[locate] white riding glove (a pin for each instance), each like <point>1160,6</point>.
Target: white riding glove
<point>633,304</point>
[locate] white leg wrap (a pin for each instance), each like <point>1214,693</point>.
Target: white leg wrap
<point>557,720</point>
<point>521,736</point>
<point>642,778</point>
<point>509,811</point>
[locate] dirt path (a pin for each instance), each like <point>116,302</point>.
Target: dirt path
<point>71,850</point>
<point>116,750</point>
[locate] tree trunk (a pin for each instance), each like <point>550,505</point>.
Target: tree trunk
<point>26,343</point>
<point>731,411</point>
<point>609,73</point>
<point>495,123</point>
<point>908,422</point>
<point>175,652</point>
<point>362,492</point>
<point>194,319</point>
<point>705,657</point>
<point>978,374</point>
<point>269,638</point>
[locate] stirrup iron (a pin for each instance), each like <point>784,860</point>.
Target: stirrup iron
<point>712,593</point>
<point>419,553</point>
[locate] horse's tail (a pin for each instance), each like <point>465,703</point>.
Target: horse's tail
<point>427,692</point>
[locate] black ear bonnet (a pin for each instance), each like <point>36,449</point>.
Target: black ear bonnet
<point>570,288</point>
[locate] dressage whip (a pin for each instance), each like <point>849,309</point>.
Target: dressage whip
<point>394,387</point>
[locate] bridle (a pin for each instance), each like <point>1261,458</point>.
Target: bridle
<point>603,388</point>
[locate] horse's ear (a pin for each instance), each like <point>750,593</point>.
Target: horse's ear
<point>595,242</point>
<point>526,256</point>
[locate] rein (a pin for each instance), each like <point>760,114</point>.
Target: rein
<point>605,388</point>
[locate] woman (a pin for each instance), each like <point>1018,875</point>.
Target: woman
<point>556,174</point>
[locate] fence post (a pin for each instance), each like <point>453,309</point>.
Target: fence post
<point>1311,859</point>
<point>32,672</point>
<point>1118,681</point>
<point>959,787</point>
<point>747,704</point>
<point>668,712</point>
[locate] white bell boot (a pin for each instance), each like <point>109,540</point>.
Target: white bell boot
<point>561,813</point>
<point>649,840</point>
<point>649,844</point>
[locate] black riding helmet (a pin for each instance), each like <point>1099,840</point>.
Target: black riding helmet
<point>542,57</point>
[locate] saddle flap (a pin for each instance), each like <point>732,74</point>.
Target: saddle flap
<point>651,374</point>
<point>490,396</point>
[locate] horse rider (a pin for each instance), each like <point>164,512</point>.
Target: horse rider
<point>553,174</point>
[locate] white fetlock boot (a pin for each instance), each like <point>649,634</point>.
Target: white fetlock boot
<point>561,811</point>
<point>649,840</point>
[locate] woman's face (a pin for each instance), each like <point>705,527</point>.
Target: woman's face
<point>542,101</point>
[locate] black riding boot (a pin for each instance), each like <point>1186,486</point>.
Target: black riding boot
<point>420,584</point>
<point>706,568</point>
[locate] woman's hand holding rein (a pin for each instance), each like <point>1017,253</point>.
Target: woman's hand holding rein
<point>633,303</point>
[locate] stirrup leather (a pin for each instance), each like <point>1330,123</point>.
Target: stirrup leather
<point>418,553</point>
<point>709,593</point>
====
- WHAT YOU WILL DO
Once the line that contains "Target: woman's hand holding rein" is found, please give it again exactly, along with each line that comes after it, through the last line of the entries.

- RESULT OF THIS EXERCISE
Target: woman's hand holding rein
<point>633,303</point>
[locate] stirrup leather (a pin for each instance), each like <point>1330,123</point>.
Target: stirrup leather
<point>418,553</point>
<point>709,593</point>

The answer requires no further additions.